SOURCE TEXT:
Jessica Mann
May 2015 Crime Round-up
The Washington Stratagem
By Adam LeBor
Head of Zeus 416pp £7.99
‘The UN’s New York headquarters was a cross between the court of the Borgias and the last days of the Roman Empire … thirty-eight floors of intrigue, conspiracy, backbiting, and betrayal.’ This fascinating novel is set sometime in the near future, when the USA has a female president who is about to travel to Istanbul for ‘the most ambitious diplomatic project in history’: a conference between the world’s superpowers ‘to negotiate final peace agreements for Israel, Palestine, Syria, and Egypt’. Yael Azoulay is a senior member of staff working in the United Nations’ New York headquarters, but the secretary general, her patron, is absent and his stand-in wants to get rid of her. She is moved sideways to a new non-job, but manages to get herself to Turkey while the president is there and to play an important part in the proceedings. This is a very long book, densely written, with many passages of exposition and explanation, and the second in a series featuring Yael as the heroine. I was at a disadvantage, not having read the earlier episode, but in so far as I could follow what was going on, I very much enjoyed this one.
Death in the Rainy Season
By Anna Jaquiery
Mantle 256pp £16.99
Cambodia in August, when it rains all day every day; where citizens are recovering from the malign regime of the Khmer Rouge, but there are still many no-go areas of conversation and many names that are left unmentioned. Commandant Serge Morel of the Paris police is as French as they come, but he takes his holidays in the country that his parents left as refugees. This holiday is interrupted when he is commanded by his boss back in France, and begged by his police colleague in Cambodia, to help solve the murder of the charismatic head of an aid organisation. The detection is competent and the way of doing it agreeably old-fashioned, relying on interviews, clues and careful analysis of the evidence without the benefit of forensic science, since Cambodia has no such resources. This is a neat and conventional murder mystery, rendered fascinating by its vivid description of life in contemporary Phnom Penh.

DATA BLOCK:
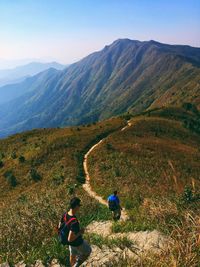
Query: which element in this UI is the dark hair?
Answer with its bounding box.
[69,197,81,209]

INSTRUCTIONS:
A - In the crime round-up, the superpowers' conference in Istanbul is meant to negotiate final peace agreements for several places. List them.
B - Pick up the May 2015 crime round-up after its last sentence and carry it on.

OUTPUTS IN ORDER:
A - Israel, Palestine, Syria, Egypt

B -
Sleeping Dogs
By Thomas Mogford
Bloomsbury 256pp £12.99
In his fourth adventure, the Gibraltarian lawyer Spike Sanguinetti goes on holiday to one of the world’s most beautiful (and my own favourite) places – the corner of northeast Corfu sometimes called ‘South Kensington on Sea’. The British have competition these days, in particular from Russian visitors, and it is not as easy as it used to be for rich holiday-makers to ignore the difficult circumstances in which the locals, mostly Greeks but also Albanians from across the narrow strait, are living. Sanguinetti and his companions – his father, his partner in a two-man law firm and his about-to-be girlfriend – get involved when the son of their host’s Albanian housekeeper is accused of murder. The story is solidly credible, but it is the setting that is most enjoyable, vividly realised and full of reminders that the olive-clad land and the translucent sea have been the scene of battles and crimes, and will be again.
Mainlander
By Will Smith
Fourth Estate 304pp £12.99
Underlying the story in this interesting novel is a portrait, not so much of the individual characters, though they are carefully and convincingly described, as of a place. Jersey and the other Channel Islands may show visitors the smiling, sunny face of a holiday playground, but the gorgeous cliffs and beaches conceal the ostentatious lifestyles and petty motivations of the islands’ permanent residents, for their lives do not match the setting, or did not in 1987, when this tale of greed, pretension and hypocrisy is set. Smith spent his teenage years on Jersey. He became a comedian and satirical writer (working on The Thick of It and Veep, among other programmes), but his first novel is a joke-free drama about a missing schoolboy, one of his teachers who is an over-conscientious mainlander and perpetual outsider, and various islanders whose inward-looking lives are built on pretence, secrets and lies.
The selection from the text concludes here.